- **WHAT THE EXERCISE ASKS**
Look through the data below for the line with "TARGET = orange leaf shrub" and the line with "TARGET = green foliage", then output those two and all lines in between, exactly as written.

- **LISTED ENTRIES**
::::

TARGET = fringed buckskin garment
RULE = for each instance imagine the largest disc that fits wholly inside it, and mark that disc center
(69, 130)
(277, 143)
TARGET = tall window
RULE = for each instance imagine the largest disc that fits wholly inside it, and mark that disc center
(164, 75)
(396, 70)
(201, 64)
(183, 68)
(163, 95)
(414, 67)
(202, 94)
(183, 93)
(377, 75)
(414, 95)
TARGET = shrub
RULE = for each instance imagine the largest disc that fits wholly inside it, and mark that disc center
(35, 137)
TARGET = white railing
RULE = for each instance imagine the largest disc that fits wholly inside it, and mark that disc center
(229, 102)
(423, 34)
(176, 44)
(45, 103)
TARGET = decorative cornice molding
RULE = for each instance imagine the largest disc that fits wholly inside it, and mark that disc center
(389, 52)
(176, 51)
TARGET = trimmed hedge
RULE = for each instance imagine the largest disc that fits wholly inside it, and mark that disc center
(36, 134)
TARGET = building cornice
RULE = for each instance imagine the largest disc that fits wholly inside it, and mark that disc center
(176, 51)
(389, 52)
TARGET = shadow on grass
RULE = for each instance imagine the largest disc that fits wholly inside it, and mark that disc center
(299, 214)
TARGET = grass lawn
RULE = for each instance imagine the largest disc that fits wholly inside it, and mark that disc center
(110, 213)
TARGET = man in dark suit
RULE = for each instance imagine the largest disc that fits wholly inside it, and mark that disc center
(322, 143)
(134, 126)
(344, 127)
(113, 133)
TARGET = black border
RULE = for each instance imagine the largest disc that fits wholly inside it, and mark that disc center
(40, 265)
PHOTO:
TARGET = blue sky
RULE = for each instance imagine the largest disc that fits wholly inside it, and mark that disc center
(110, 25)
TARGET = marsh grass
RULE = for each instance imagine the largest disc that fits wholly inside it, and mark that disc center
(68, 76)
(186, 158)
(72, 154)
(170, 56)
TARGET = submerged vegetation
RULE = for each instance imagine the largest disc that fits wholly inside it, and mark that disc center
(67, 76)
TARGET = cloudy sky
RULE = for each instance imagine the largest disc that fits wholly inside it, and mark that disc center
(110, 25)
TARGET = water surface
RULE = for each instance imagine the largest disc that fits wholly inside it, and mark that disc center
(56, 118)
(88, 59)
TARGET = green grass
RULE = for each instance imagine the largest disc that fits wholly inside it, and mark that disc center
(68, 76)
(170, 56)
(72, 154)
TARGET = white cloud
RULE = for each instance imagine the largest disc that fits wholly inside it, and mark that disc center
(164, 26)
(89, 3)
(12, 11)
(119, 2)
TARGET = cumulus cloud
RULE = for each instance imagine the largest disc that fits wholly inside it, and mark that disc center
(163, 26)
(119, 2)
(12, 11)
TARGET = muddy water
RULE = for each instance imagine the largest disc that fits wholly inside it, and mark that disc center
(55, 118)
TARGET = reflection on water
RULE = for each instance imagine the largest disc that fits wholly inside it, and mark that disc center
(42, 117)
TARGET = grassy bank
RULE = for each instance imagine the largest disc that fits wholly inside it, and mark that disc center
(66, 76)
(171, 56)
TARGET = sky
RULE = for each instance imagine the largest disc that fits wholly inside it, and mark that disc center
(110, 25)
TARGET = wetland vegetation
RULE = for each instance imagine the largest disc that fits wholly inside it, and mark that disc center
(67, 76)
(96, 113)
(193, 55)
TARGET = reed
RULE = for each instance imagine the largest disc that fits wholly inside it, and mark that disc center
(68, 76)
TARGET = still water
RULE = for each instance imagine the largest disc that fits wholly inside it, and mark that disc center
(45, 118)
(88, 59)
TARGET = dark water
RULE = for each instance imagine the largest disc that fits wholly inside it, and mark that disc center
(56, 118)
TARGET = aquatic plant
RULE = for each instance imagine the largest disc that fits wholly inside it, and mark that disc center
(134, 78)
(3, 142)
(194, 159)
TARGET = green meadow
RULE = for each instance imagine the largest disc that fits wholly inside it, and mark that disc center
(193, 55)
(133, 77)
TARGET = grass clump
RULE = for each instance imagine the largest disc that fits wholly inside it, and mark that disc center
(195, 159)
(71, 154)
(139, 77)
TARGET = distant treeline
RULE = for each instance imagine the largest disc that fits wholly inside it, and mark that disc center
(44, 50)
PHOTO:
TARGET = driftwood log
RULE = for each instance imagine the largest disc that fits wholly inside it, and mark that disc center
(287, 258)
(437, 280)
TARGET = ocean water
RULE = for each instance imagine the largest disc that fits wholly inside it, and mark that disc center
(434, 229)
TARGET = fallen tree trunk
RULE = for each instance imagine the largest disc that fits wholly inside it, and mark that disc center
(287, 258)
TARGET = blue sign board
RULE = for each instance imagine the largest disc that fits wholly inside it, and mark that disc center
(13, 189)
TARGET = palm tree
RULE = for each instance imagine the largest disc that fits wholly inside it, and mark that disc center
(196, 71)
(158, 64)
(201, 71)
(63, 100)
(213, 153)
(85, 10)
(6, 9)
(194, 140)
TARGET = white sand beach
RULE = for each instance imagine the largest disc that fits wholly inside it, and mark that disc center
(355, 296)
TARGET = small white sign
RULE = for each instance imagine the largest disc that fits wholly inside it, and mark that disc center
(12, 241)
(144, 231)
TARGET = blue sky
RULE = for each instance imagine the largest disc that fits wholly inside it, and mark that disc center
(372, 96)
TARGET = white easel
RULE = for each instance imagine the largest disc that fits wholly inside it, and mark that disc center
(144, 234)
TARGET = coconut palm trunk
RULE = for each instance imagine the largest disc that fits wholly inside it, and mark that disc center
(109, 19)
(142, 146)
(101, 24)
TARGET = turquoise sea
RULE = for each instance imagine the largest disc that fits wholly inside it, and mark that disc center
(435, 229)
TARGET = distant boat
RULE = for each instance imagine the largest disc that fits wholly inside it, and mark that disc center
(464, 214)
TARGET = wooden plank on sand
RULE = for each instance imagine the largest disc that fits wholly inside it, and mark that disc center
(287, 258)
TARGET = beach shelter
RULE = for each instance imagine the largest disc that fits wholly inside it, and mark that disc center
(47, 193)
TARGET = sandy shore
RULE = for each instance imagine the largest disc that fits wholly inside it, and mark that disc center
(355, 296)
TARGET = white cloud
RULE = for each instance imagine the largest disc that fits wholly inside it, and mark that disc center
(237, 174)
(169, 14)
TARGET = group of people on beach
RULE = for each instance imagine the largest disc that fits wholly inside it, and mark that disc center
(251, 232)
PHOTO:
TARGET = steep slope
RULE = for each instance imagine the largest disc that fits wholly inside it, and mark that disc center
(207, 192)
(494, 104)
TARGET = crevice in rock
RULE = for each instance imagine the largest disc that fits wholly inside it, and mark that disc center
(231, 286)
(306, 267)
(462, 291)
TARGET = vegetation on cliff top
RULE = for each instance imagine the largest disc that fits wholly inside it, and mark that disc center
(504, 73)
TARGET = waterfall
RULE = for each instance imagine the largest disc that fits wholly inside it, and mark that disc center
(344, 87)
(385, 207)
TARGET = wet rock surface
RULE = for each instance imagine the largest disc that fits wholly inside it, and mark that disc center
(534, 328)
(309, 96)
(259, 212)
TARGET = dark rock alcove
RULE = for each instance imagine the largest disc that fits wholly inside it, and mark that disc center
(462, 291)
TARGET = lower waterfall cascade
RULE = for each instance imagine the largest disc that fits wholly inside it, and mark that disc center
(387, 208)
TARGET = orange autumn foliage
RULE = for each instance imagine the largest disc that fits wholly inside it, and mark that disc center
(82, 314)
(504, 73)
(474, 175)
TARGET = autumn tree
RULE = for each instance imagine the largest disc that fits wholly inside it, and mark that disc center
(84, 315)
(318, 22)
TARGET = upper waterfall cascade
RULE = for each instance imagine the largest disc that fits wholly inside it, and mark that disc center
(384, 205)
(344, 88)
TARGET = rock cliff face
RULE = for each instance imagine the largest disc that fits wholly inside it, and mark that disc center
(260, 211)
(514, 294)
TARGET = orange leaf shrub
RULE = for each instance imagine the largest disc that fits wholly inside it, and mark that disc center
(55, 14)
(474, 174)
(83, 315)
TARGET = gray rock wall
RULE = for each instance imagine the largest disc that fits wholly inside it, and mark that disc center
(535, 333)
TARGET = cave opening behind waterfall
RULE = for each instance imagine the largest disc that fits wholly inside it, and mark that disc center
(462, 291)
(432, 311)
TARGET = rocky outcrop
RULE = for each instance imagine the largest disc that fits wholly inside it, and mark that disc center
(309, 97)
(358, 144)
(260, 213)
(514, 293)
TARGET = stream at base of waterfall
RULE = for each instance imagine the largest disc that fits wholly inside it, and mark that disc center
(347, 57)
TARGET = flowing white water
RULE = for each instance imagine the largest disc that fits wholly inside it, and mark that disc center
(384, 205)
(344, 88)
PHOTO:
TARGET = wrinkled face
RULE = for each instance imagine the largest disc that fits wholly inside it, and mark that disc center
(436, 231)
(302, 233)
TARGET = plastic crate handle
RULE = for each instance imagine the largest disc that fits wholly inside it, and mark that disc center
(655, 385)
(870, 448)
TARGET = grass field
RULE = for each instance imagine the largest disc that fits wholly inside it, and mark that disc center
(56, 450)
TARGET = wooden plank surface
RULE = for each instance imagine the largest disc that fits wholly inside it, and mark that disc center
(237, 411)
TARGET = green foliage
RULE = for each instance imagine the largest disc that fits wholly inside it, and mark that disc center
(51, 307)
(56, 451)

::::

- **THE COMPLETED TASK**
TARGET = orange leaf shrub
RULE = for each instance imagine the largest disc that fits wholly inside it, and mark that disc center
(55, 14)
(474, 174)
(83, 315)
TARGET = gray rock wall
RULE = for each instance imagine the largest disc that fits wholly inside it, and mark that disc center
(535, 333)
TARGET = cave opening behind waterfall
RULE = for each instance imagine the largest disc that fits wholly inside it, and mark that disc center
(462, 291)
(432, 311)
TARGET = rocky outcrop
RULE = for each instance imagine the largest disc that fits wholly inside it, and mark that disc center
(309, 97)
(358, 144)
(260, 213)
(514, 293)
TARGET = stream at base of waterfall
RULE = for each instance imagine the largest disc that fits wholly inside it, and mark that disc center
(347, 57)
TARGET = flowing white water
RULE = for each instance imagine the largest disc that fits wholly inside it, and mark that disc center
(384, 205)
(344, 88)
PHOTO:
TARGET = wrinkled face
RULE = for each instance imagine the largest disc that fits wholly inside it, and mark that disc center
(436, 231)
(302, 233)
TARGET = plastic crate handle
RULE = for each instance imagine the largest disc that fits wholly inside it, and mark that disc center
(655, 385)
(870, 448)
TARGET = grass field
RULE = for each instance imagine the largest disc that fits wholly inside it, and mark that disc center
(56, 450)
TARGET = wooden plank surface
RULE = for each instance imagine the largest disc that fits wholly inside it, and mark that disc center
(237, 411)
TARGET = green foliage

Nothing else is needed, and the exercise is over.